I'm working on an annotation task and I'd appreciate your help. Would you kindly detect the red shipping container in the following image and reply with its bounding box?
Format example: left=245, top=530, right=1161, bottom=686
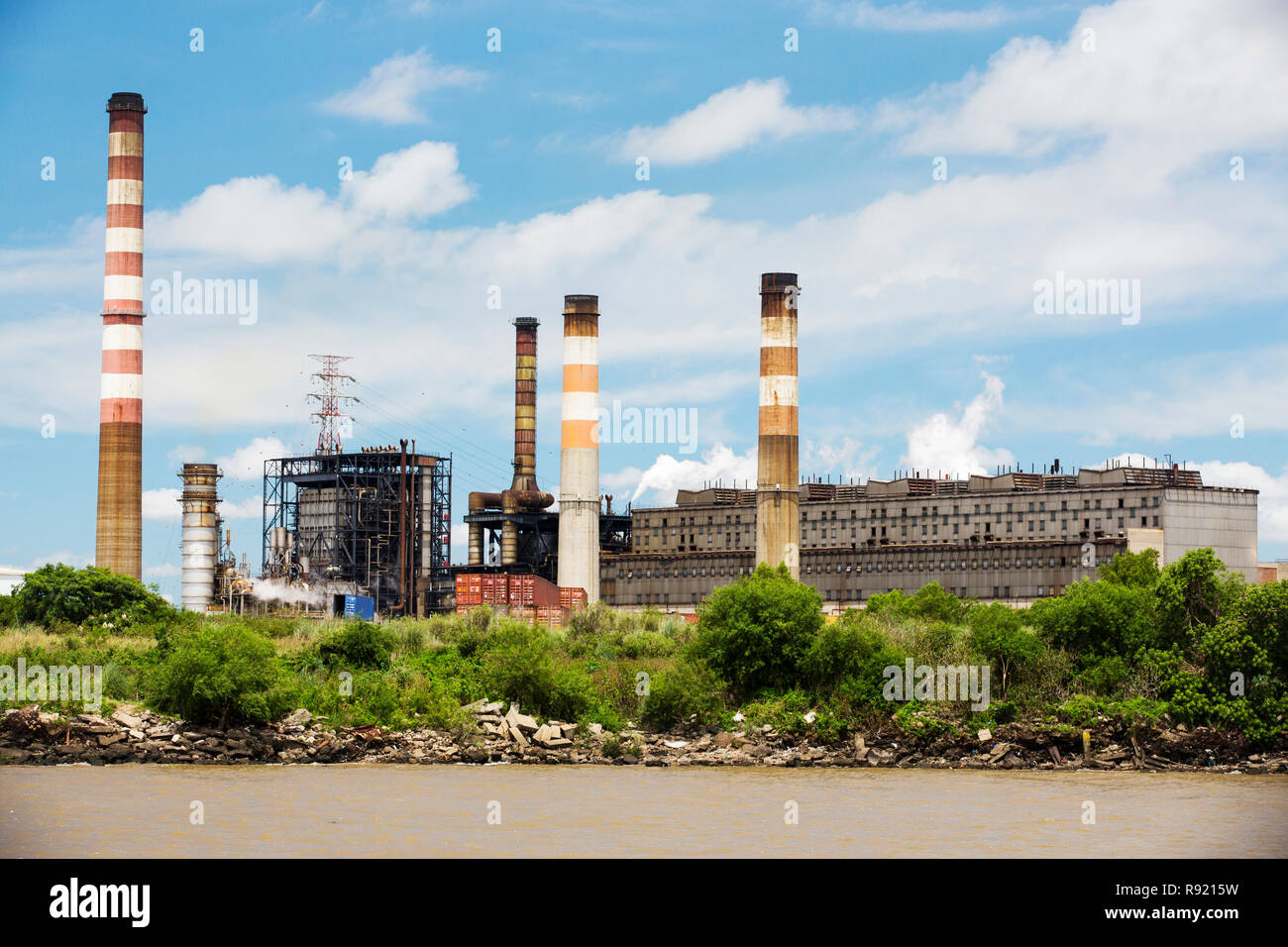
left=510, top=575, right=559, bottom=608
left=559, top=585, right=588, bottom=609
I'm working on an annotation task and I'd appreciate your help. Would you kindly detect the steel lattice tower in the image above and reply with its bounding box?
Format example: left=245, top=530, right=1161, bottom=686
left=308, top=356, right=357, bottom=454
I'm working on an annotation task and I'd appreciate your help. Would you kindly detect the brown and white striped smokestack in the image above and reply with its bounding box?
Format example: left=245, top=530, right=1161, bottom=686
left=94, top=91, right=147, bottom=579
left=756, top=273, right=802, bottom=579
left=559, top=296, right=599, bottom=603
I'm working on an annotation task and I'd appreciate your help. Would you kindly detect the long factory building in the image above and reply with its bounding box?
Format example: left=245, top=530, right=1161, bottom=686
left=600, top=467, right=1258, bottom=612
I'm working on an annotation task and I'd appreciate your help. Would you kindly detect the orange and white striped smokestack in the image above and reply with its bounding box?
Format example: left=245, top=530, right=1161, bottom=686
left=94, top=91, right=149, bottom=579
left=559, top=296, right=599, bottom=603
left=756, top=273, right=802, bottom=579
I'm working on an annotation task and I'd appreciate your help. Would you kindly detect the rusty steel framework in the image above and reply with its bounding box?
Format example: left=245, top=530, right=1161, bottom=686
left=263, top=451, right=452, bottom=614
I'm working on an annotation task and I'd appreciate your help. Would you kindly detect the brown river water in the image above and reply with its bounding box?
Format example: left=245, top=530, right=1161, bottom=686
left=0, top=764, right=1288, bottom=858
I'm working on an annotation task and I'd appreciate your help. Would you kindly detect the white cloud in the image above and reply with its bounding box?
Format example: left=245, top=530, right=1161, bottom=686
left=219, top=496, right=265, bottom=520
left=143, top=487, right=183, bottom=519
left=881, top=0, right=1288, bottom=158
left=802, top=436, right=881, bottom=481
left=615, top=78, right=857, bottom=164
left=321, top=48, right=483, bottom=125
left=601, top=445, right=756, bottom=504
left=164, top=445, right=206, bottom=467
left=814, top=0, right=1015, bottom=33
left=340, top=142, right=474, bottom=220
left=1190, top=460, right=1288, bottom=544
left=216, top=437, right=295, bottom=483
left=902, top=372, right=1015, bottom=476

____

Copy out every one of the records above word for word, leaving out the picture.

*CORRECT OUTPUT*
I'm working on an annotation task and I'd appreciate your help. Would you kindly detect the red shipping container in the following image and reply with its bounding box?
Format example: left=245, top=530, right=1161, bottom=686
left=510, top=575, right=559, bottom=608
left=559, top=585, right=588, bottom=609
I'm working on an annotation task and I'd appreciate your help. Would you kindly detect the steel lattice tower in the image above and reply with its bounding box?
Format example: left=245, top=530, right=1161, bottom=686
left=308, top=356, right=357, bottom=454
I'm working on an annotation task and I'd appreciate your help. Would you kindly detect the brown and white striped smokestack in the image above and reply with its bounding box?
Format example: left=245, top=530, right=1161, bottom=686
left=94, top=91, right=147, bottom=579
left=756, top=273, right=802, bottom=579
left=559, top=296, right=599, bottom=603
I'm working on an annotation task and I'd appreciate your help. Would you kindly detect the long factory building in the image above and reply with its bounding box?
Format example: left=245, top=530, right=1161, bottom=686
left=600, top=467, right=1258, bottom=612
I'm working on an annotation task and I'd appreciate your help. Would you kindly detect the orange and white striped smokestack in the image above and reply with its bounding box?
Format example: left=245, top=530, right=1161, bottom=686
left=94, top=91, right=149, bottom=579
left=559, top=296, right=599, bottom=603
left=756, top=273, right=802, bottom=579
I'm working on an annotation task and I'd appreciate your help. Would you kindly detect the rusty steel framework in the image above and reply with its bounding box?
Format example: left=245, top=530, right=1161, bottom=686
left=263, top=451, right=452, bottom=614
I'm working on an annotation task and I'd appreciate your help. Would you kindly detect the brown river water in the image above and reply with its bounding box?
Format example: left=245, top=530, right=1161, bottom=686
left=0, top=764, right=1288, bottom=858
I'm working on an annotation task and I'd appreciate your help. Would you kindly detect the white cloud in the image above and reply with its bounding box?
Format example: left=245, top=530, right=1161, bottom=686
left=219, top=496, right=265, bottom=520
left=143, top=487, right=183, bottom=519
left=881, top=0, right=1288, bottom=158
left=802, top=436, right=881, bottom=481
left=615, top=78, right=857, bottom=164
left=321, top=48, right=483, bottom=125
left=601, top=445, right=756, bottom=504
left=164, top=445, right=206, bottom=467
left=814, top=0, right=1015, bottom=33
left=340, top=142, right=474, bottom=220
left=1190, top=460, right=1288, bottom=544
left=216, top=437, right=295, bottom=483
left=902, top=372, right=1015, bottom=476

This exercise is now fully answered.